Data rows:
::::::::
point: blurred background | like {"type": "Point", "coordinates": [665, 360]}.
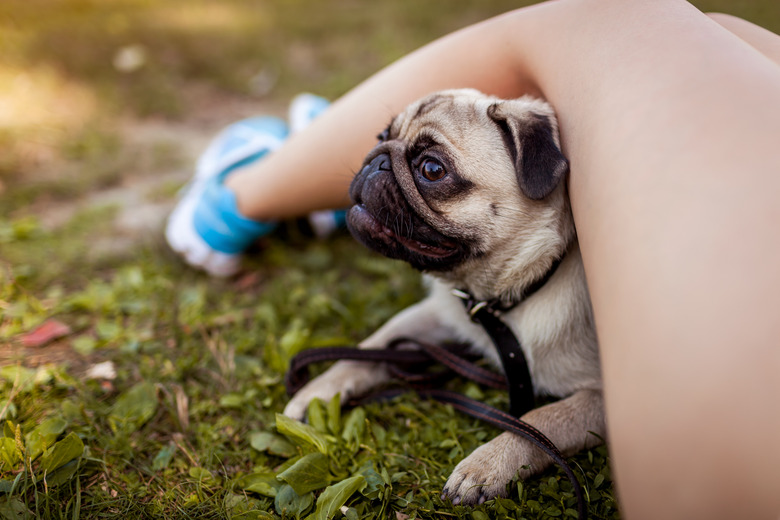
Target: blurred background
::::::::
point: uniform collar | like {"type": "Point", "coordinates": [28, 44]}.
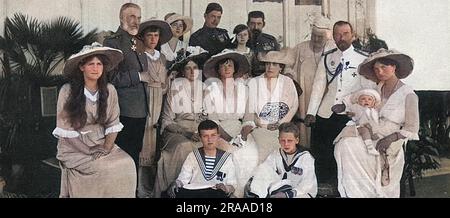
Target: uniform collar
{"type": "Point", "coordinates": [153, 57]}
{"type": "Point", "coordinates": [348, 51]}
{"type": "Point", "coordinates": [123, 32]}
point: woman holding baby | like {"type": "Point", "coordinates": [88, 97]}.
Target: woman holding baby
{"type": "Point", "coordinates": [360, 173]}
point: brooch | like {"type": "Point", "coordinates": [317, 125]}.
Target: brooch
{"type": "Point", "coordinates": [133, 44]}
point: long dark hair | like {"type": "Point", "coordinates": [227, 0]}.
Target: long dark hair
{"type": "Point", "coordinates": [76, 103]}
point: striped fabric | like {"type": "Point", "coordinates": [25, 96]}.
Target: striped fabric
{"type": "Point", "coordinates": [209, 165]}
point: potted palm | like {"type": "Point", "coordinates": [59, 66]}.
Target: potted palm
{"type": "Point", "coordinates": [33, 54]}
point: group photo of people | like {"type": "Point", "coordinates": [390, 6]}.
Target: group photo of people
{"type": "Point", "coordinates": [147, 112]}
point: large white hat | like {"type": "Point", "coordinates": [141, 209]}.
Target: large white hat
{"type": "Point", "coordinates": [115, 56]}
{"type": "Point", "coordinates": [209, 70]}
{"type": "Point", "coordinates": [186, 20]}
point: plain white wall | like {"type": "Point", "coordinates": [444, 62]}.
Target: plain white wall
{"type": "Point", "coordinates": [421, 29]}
::::::::
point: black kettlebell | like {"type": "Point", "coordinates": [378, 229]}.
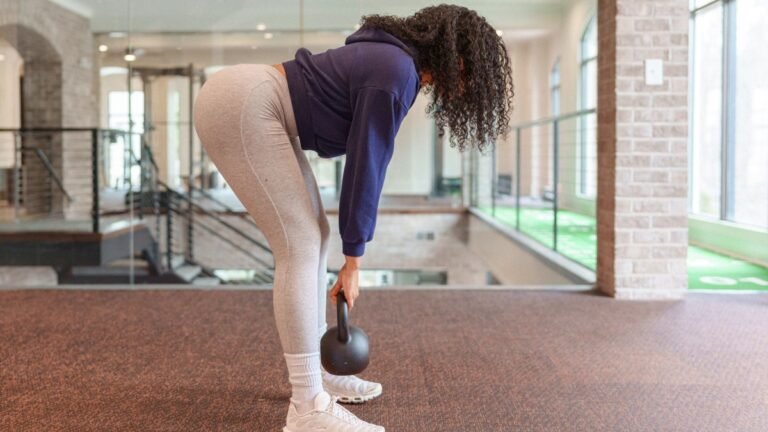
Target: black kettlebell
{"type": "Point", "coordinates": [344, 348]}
::::::::
Problem description: Reproduce the records word for word, starting with the line that contains "point: blurred background" and stopping after the line that contains "Target: blurred background", with both of those lines included. Leave out the picture.

Solution to this problem:
point: blurred background | like {"type": "Point", "coordinates": [665, 360]}.
Target: blurred background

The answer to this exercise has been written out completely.